### [Prezentowany tekst]
* * *

W tym miesiącu jest więcej czytania o grach, bo pojawiły się dwa numery PSX Extreme – standardowy nr 301 i specjalny nr 0. Zacznijmy od pierwszego.
Wrześniowy „szmatławiec” trzyma cenę sprzed miesiąca – 19,90 zł. Wtedy podwyżka nie raziła, bo numer był grubszy, jubileuszowy, jednym słowem unikalny. Ten już nie jest, a cena pozostała ta sama, widać taniej już nie będzie. Na 116 stronach znajdziecie 16 recenzji, z jedną „dychą” wlepioną przez Butchera The Last of Us Part I. Nieźle jak na remaster oferujący jedynie lepszą grafikę, tryb dla speedrunnerów i garść nowych skórek. Z publicystyki, na dzień dobry wita nas relacja z gamescomu, w tym roku w końcu na żywo. Niestety, zdjęć z targów jakoś niewiele, a hostess wcale. Czasy się zmieniają. Z trzech Tematów Numeru najciekawiej dla mnie zapowiada się art o duchach, nie tylko w grach. Fotka z Ghost Busters zawsze mnie kupi. Z pozostałych tekstów, fajnie zapowiadają się artykuły o przeciekach branżowych i serii Dead Space, a także kolejna odsłona wywiadu z panem Irkiem, pionierem automatów z Kołobrzegu. Do tego tradycyjnie wrzucono kupę felietonów, garść rubryk stałych (nowych brak) itd. Wiecie już, czego się po nowym „szmatławcu” spodziewać.

* * *

[Fragmenty zbioru danych do wskazywania]
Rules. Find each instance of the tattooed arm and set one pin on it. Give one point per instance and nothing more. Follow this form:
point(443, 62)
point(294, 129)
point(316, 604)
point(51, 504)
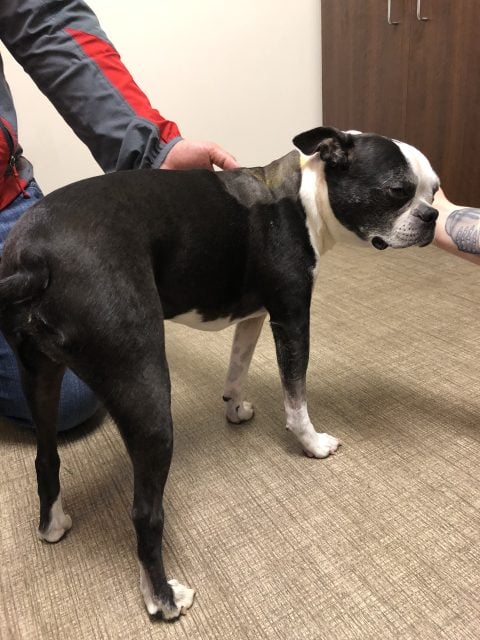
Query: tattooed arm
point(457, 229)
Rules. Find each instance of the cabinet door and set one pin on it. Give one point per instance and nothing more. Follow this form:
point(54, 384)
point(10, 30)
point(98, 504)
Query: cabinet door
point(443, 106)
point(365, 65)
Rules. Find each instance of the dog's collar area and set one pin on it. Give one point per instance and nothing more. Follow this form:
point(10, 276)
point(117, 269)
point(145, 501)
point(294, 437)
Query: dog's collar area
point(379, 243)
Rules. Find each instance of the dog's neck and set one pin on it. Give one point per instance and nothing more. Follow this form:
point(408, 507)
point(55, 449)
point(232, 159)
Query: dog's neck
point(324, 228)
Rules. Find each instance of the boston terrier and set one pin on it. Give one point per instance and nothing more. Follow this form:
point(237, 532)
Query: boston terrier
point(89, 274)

* * *

### [Opis zadania]
Jaką cenę ma wrześniowy numer PSX Extreme według tekstu o nowych numerach tego pisma? Dane to osobny materiał, niezwiązany z tekstem.

### [Wynik ćwiczenia]
19,90 zł.